-- Study text follows --

Science and Technology Help Keep the Air Clean

The TCEQ employs the latest technology and scientific methods to improve the quality of the air in Texas. (Natural Outlook, Spring 2010)


The TCEQ has the unique challenge of authorizing, regulating, and monitoring industry in a state with one of the most developed and diverse economies in the nation, all the while protecting human health and the environment. One of the best ways to meet this challenge is to employ the latest technology and scientific methods to ensure that each chemical emitted in Texas is kept at or below a level that could potentially cause adverse health and welfare effects.

GasFindIR Camera Technology

The TCEQ was one of the first state agencies in the country to use GasFindIR camera technology to monitor air quality. Originally developed for the military, the camera is a handheld remote sensing device based on infrared thermographic principles, with the special capability of making hydrocarbon emissions visible under certain ambient conditions.

-- Study text concluded --
-- Recorded data follows --

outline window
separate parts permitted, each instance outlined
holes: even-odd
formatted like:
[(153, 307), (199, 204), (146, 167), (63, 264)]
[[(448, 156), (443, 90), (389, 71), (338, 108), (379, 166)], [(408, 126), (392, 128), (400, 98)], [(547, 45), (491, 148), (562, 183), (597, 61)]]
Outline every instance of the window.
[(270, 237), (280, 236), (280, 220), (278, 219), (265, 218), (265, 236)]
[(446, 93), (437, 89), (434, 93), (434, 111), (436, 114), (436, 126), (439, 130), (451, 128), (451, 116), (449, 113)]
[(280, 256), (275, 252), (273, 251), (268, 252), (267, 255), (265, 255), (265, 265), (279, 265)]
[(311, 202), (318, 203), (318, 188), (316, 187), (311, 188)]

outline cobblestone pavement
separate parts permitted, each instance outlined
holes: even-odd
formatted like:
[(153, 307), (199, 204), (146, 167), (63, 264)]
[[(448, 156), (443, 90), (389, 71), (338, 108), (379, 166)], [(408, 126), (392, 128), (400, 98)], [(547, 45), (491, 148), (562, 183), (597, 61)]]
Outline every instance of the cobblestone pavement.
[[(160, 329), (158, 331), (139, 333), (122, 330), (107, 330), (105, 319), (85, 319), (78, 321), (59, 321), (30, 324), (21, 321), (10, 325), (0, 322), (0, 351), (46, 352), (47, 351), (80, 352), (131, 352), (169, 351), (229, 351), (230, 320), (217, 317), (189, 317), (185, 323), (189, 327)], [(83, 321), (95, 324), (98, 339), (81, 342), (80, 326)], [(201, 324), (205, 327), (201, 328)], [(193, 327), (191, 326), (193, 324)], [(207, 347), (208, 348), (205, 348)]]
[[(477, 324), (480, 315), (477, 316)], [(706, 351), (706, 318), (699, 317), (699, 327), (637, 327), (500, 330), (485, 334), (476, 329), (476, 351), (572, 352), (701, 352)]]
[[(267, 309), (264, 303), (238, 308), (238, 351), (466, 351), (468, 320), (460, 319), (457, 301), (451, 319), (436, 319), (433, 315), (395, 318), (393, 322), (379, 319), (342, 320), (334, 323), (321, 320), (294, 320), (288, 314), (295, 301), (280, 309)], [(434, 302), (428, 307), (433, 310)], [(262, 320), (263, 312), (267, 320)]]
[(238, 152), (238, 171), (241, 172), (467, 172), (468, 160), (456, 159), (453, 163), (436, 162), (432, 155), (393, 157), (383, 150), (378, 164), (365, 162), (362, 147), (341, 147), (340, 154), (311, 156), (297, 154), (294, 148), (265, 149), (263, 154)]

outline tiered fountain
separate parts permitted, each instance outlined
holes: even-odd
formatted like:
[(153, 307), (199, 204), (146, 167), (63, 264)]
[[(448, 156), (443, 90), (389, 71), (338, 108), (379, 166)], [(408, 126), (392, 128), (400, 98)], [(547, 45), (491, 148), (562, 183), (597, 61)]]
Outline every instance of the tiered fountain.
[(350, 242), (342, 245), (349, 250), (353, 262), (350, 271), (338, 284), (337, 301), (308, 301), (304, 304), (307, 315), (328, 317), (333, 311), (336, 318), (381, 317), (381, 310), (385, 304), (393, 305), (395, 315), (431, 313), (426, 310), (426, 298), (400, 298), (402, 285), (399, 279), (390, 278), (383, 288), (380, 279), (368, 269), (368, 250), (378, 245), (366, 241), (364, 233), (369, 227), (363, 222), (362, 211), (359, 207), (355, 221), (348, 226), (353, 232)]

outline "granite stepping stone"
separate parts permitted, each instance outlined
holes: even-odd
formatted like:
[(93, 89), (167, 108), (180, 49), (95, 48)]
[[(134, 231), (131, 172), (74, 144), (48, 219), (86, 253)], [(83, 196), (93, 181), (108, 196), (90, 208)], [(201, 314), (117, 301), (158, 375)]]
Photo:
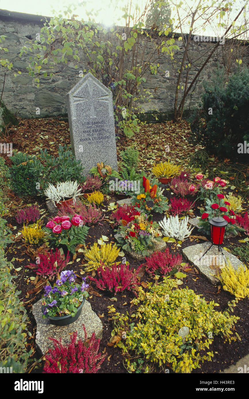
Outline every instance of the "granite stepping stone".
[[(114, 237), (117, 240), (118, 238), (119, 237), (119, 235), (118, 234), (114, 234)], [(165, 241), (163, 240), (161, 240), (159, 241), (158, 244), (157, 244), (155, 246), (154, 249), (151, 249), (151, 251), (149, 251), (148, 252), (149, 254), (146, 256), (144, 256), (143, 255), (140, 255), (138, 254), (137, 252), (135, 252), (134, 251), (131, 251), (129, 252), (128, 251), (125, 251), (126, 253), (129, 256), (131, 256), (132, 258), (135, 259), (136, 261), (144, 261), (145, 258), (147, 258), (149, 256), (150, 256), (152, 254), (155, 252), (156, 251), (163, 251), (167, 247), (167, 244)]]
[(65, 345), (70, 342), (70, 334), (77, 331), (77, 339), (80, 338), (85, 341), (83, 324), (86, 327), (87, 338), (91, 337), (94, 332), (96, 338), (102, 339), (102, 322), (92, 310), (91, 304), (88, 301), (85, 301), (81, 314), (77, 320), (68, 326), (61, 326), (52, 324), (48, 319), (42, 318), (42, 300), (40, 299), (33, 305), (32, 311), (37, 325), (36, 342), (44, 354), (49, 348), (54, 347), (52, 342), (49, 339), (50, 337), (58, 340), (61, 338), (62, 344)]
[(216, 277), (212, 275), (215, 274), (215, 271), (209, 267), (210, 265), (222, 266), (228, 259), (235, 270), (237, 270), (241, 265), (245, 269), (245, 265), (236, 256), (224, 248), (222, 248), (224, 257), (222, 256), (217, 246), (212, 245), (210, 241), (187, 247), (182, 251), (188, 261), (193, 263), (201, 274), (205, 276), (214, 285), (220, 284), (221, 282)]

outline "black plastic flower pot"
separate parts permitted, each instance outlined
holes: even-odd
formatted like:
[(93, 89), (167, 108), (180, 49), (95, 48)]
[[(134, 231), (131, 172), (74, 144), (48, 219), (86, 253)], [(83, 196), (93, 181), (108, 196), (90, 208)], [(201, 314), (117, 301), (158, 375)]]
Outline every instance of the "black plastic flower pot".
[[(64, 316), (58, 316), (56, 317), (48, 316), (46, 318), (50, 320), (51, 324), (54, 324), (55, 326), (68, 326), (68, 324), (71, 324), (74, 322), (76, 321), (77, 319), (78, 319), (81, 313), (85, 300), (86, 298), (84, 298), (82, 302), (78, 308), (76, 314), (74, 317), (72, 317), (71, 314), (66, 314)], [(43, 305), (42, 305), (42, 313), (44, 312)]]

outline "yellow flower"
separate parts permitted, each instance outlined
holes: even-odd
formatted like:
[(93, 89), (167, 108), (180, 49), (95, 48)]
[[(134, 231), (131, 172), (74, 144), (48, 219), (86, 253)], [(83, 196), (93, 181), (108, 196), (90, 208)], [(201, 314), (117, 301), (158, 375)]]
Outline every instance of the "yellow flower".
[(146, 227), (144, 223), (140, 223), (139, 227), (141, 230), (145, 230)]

-- Recorded data concluded --
-- Recorded data follows --

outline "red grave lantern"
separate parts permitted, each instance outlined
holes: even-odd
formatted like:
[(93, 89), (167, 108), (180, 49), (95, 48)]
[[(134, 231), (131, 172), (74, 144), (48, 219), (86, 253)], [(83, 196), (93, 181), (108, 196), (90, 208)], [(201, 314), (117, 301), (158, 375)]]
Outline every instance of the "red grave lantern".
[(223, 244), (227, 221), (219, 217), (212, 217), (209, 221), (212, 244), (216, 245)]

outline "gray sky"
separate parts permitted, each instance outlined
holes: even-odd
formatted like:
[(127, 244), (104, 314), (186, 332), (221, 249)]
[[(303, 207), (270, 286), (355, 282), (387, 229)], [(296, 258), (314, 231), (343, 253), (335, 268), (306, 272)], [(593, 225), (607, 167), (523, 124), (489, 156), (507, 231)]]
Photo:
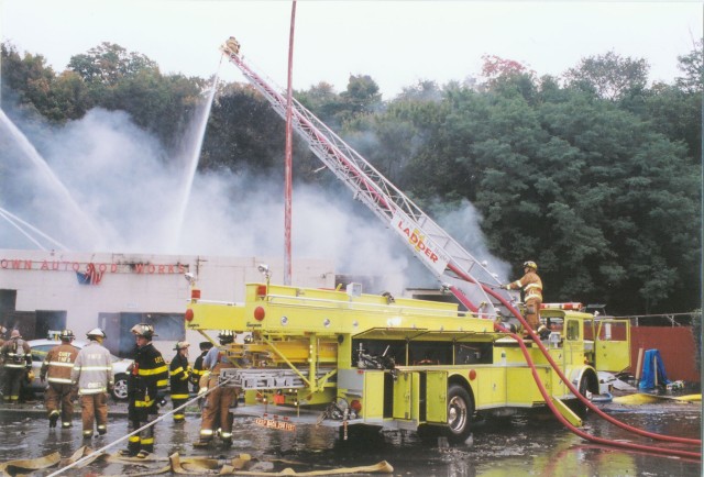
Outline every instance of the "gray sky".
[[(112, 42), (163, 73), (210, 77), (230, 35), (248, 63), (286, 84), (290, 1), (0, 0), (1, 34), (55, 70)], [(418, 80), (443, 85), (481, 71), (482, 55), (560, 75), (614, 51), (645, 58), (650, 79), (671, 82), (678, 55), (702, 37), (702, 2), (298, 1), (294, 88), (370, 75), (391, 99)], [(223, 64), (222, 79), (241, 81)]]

-- Recorded data concluded --

Activities:
**1.** According to the clean-air text, what was the GasFindIR camera originally developed for?
**2.** Extend the clean-air text with a few more sentences, starting right after its last sentence.

Activity answers:
**1.** The military.

**2.**
Man looking through viewfinder of IR camera, with reflection of refinery in the camera lens

The camera—which serves as a screening tool to assist the agency in activities such as facility and reconnaissance investigations and mobile monitoring—has proved to be highly effective in the detection of VOC emissions from leaks and previously unidentified or unrecognized sources. With the knowledge gained from the use of the camera, the TCEQ has improved emissions inventories and enhanced regulations to address these emissions, focusing efforts on real air quality solutions with real results. The use of this technology has resulted in thousands of tons of reduced VOC emissions.

Effects Screening Levels

The TCEQ uses scientific data to establish effects screening levels (ESLs) and reference values (ReVs)—health-protective levels of exposure for air pollutants. ESLs assist the TCEQ in permitting safe emission levels from industry and both ESLs and ReVs are used in confirming that the air is safe to breathe through monitoring evaluations.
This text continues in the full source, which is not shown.